According to the present invention, these objects are achieved by utilizing at least two image patterns on an object or decal which is attached to the lure or decoy. The image patterns are manipulated to switch between patterns as the prey approaches. This switching can be done electronically, by the use of LED or LCD displays, or through the use of a lenticular or holographic lens, wherein the image seen changes as the angle of sight of the prey changes.

According to the present invention, an advantage of this system, in addition to the ability to simulate movement, the use of these changing images on a decoy or lure can provide a simulation of natural movement which does not rely on mechanical means.

A further aspect to this invention is that it is applicable to aspects of providing motion-simulating decoys beyond the field of hunting and fishing, and could be used in military or gaming applications.
_ _ _ _ _
• Set task:
Name every device that the passage on motion-simulating decoys gives as a means of switching between the image patterns.

• Supplied data:
_ _ _ _ _
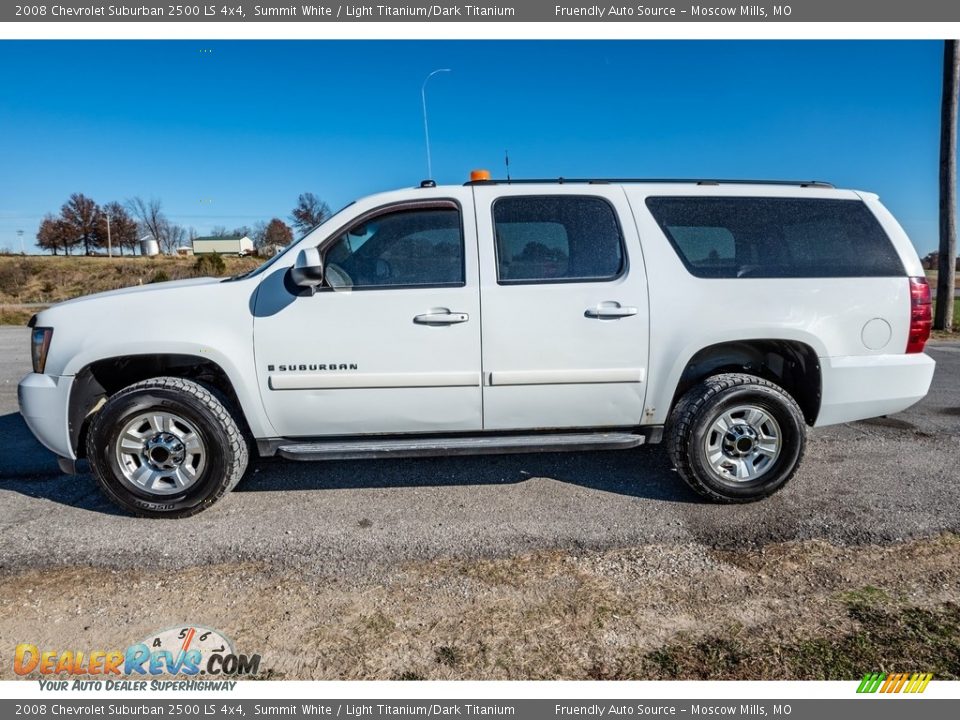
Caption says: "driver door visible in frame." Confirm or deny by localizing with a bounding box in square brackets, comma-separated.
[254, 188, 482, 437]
_ _ _ _ _
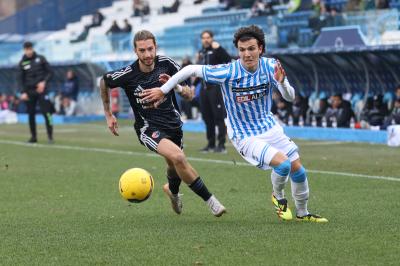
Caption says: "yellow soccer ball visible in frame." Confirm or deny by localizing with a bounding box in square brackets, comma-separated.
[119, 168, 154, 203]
_ _ _ _ _
• In response:
LED displays, LCD displays, a lenticular lens, and a holographic lens.